** Source data follows **

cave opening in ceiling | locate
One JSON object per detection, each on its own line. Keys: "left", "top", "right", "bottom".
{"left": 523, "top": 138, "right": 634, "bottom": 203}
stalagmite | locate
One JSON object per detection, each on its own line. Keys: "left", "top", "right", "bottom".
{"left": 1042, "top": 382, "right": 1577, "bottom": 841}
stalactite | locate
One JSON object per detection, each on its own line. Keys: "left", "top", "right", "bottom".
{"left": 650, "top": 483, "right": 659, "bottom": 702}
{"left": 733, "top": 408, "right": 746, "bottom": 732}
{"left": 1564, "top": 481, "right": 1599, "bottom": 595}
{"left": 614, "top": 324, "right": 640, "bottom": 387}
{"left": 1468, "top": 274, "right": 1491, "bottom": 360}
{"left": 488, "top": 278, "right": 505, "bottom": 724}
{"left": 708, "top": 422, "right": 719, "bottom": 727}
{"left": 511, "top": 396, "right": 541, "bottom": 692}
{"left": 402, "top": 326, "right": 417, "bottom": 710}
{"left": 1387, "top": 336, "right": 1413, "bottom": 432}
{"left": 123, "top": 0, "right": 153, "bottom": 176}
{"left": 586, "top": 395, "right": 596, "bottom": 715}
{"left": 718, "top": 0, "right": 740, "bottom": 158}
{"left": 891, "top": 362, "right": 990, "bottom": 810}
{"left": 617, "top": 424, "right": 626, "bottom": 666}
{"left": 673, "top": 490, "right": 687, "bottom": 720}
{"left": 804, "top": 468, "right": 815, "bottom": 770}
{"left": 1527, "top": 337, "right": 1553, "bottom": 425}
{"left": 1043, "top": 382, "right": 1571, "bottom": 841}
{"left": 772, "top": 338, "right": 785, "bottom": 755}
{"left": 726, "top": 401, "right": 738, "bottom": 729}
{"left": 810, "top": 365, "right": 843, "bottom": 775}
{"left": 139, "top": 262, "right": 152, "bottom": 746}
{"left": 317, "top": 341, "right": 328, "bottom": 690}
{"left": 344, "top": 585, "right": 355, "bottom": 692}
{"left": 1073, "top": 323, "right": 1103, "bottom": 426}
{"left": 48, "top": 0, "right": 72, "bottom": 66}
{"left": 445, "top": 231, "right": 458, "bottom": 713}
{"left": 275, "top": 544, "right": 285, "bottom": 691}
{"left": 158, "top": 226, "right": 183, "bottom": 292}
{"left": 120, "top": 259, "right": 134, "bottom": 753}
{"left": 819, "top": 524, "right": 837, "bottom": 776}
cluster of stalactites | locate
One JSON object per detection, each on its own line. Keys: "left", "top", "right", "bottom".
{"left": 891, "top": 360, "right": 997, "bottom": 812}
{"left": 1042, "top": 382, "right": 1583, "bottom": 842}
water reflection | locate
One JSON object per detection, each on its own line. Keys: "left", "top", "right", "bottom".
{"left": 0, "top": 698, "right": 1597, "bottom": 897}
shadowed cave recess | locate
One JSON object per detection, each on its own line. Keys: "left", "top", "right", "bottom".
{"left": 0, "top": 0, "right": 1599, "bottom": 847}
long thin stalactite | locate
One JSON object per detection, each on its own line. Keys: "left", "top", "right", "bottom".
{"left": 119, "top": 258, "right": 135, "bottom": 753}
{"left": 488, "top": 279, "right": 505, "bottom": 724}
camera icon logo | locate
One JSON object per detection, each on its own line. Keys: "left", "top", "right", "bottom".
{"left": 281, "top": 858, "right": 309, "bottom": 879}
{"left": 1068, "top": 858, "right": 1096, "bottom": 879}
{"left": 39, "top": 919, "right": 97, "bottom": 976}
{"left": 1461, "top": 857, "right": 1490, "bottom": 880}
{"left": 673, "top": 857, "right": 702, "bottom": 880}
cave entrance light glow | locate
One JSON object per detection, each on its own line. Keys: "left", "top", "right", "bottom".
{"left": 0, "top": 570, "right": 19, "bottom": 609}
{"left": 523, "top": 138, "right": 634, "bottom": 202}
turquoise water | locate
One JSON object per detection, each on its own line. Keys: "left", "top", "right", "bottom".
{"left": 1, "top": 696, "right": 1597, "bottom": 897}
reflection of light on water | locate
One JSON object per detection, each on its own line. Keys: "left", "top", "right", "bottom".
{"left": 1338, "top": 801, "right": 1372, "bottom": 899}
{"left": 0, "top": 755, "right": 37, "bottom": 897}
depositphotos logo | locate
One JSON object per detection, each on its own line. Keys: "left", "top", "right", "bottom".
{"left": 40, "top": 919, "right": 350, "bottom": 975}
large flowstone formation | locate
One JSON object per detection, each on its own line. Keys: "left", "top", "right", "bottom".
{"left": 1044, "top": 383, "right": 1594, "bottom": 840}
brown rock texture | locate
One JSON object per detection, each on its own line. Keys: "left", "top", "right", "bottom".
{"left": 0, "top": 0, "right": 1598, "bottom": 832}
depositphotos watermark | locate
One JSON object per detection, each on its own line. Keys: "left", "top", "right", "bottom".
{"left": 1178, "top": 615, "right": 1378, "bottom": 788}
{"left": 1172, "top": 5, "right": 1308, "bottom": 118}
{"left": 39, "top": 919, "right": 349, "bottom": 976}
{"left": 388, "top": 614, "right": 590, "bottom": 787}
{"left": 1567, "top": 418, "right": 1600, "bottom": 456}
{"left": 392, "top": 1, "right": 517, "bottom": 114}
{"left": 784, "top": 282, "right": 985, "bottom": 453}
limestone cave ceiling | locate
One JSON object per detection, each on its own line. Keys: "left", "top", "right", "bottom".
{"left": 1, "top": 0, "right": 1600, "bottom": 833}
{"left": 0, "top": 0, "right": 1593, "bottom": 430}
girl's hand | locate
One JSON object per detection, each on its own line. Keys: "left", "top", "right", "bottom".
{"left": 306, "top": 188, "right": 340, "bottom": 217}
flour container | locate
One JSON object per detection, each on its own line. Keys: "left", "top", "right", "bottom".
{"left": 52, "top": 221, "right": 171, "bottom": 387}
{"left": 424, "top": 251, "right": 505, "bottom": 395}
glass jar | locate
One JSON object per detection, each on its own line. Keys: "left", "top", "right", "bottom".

** End of Source data **

Directions for this task:
The answer must be every entry, reproduced exactly.

Answer to the exercise:
cave opening in ceiling | locate
One JSON object per detection, each on its own line. Keys: "left", "top", "right", "bottom".
{"left": 523, "top": 138, "right": 634, "bottom": 203}
stalagmite | locate
One JSON object per detection, each on its own line. Keys: "left", "top", "right", "bottom".
{"left": 1042, "top": 382, "right": 1577, "bottom": 841}
stalactite | locate
One JSON object per detection, each on its own line. Keys: "left", "top", "right", "bottom".
{"left": 650, "top": 483, "right": 659, "bottom": 702}
{"left": 733, "top": 408, "right": 746, "bottom": 732}
{"left": 1564, "top": 481, "right": 1599, "bottom": 595}
{"left": 614, "top": 324, "right": 640, "bottom": 387}
{"left": 1468, "top": 274, "right": 1491, "bottom": 360}
{"left": 488, "top": 278, "right": 505, "bottom": 724}
{"left": 708, "top": 422, "right": 719, "bottom": 727}
{"left": 511, "top": 396, "right": 541, "bottom": 692}
{"left": 402, "top": 326, "right": 417, "bottom": 710}
{"left": 1387, "top": 336, "right": 1413, "bottom": 432}
{"left": 123, "top": 0, "right": 153, "bottom": 176}
{"left": 586, "top": 395, "right": 596, "bottom": 715}
{"left": 718, "top": 0, "right": 740, "bottom": 158}
{"left": 891, "top": 362, "right": 990, "bottom": 810}
{"left": 617, "top": 424, "right": 626, "bottom": 666}
{"left": 673, "top": 490, "right": 687, "bottom": 720}
{"left": 804, "top": 468, "right": 815, "bottom": 770}
{"left": 1527, "top": 337, "right": 1553, "bottom": 425}
{"left": 1043, "top": 382, "right": 1571, "bottom": 841}
{"left": 772, "top": 338, "right": 785, "bottom": 755}
{"left": 726, "top": 401, "right": 738, "bottom": 729}
{"left": 810, "top": 365, "right": 843, "bottom": 775}
{"left": 139, "top": 262, "right": 152, "bottom": 746}
{"left": 317, "top": 341, "right": 328, "bottom": 690}
{"left": 344, "top": 585, "right": 355, "bottom": 692}
{"left": 1073, "top": 323, "right": 1103, "bottom": 426}
{"left": 48, "top": 0, "right": 72, "bottom": 66}
{"left": 445, "top": 231, "right": 458, "bottom": 713}
{"left": 275, "top": 544, "right": 285, "bottom": 691}
{"left": 158, "top": 226, "right": 183, "bottom": 292}
{"left": 120, "top": 259, "right": 134, "bottom": 753}
{"left": 819, "top": 524, "right": 837, "bottom": 776}
cluster of stalactites | locate
One JSON object per detection, each on its own line. Keys: "left", "top", "right", "bottom".
{"left": 891, "top": 360, "right": 997, "bottom": 812}
{"left": 1042, "top": 382, "right": 1583, "bottom": 842}
water reflection | locate
One JSON object per detection, each on its own line. Keys: "left", "top", "right", "bottom".
{"left": 0, "top": 698, "right": 1597, "bottom": 897}
shadowed cave recess | locate
One JSON object per detection, each on its own line. Keys: "left", "top", "right", "bottom".
{"left": 0, "top": 0, "right": 1599, "bottom": 847}
long thin stalactite | locate
One JSON object per detection, each on its own line. Keys: "left", "top", "right", "bottom".
{"left": 119, "top": 258, "right": 135, "bottom": 753}
{"left": 488, "top": 279, "right": 505, "bottom": 724}
camera icon logo | locate
One JSON object per detection, each on its own line. Keys: "left", "top", "right", "bottom".
{"left": 281, "top": 858, "right": 309, "bottom": 879}
{"left": 1068, "top": 858, "right": 1096, "bottom": 879}
{"left": 39, "top": 919, "right": 97, "bottom": 976}
{"left": 1461, "top": 857, "right": 1490, "bottom": 880}
{"left": 673, "top": 857, "right": 702, "bottom": 880}
cave entrance light glow | locate
One JSON object per detection, each on its own line. Keys: "left", "top", "right", "bottom".
{"left": 0, "top": 570, "right": 19, "bottom": 609}
{"left": 523, "top": 138, "right": 634, "bottom": 202}
turquoise water | locate
One JSON object per detection, each on its own line. Keys: "left", "top", "right", "bottom".
{"left": 1, "top": 696, "right": 1597, "bottom": 897}
reflection of light on water | locate
One JSON object per detection, each on its own line. Keys: "left", "top", "right", "bottom".
{"left": 1338, "top": 801, "right": 1372, "bottom": 899}
{"left": 0, "top": 755, "right": 37, "bottom": 897}
depositphotos logo | locate
One JSON object per detection, each on its own line. Keys: "left", "top", "right", "bottom".
{"left": 40, "top": 919, "right": 350, "bottom": 975}
large flowstone formation | locate
One JSON object per detection, each on its own line. Keys: "left", "top", "right", "bottom".
{"left": 1044, "top": 383, "right": 1594, "bottom": 840}
brown rock texture | locate
One JSON object per detection, each on its own line. Keys: "left", "top", "right", "bottom".
{"left": 0, "top": 0, "right": 1598, "bottom": 832}
depositphotos watermark | locate
One JSON object per detection, each on its own line. Keys: "left", "top", "right", "bottom".
{"left": 1178, "top": 615, "right": 1378, "bottom": 788}
{"left": 1172, "top": 5, "right": 1308, "bottom": 118}
{"left": 39, "top": 919, "right": 349, "bottom": 976}
{"left": 388, "top": 614, "right": 590, "bottom": 787}
{"left": 1567, "top": 418, "right": 1600, "bottom": 456}
{"left": 392, "top": 1, "right": 517, "bottom": 114}
{"left": 784, "top": 282, "right": 985, "bottom": 453}
limestone cave ceiling | locate
One JSON object per detection, each on its own line. Keys: "left", "top", "right", "bottom".
{"left": 1, "top": 0, "right": 1600, "bottom": 833}
{"left": 0, "top": 0, "right": 1593, "bottom": 430}
girl's hand | locate
One JSON object per detection, each on its own line. Keys: "left", "top", "right", "bottom".
{"left": 306, "top": 188, "right": 340, "bottom": 217}
flour container | locate
One JSON object per detection, each on its own line. Keys: "left", "top", "right", "bottom".
{"left": 52, "top": 221, "right": 171, "bottom": 387}
{"left": 424, "top": 251, "right": 505, "bottom": 395}
glass jar | locate
One JSON object per detection, each on its own line. Keys: "left", "top", "right", "bottom".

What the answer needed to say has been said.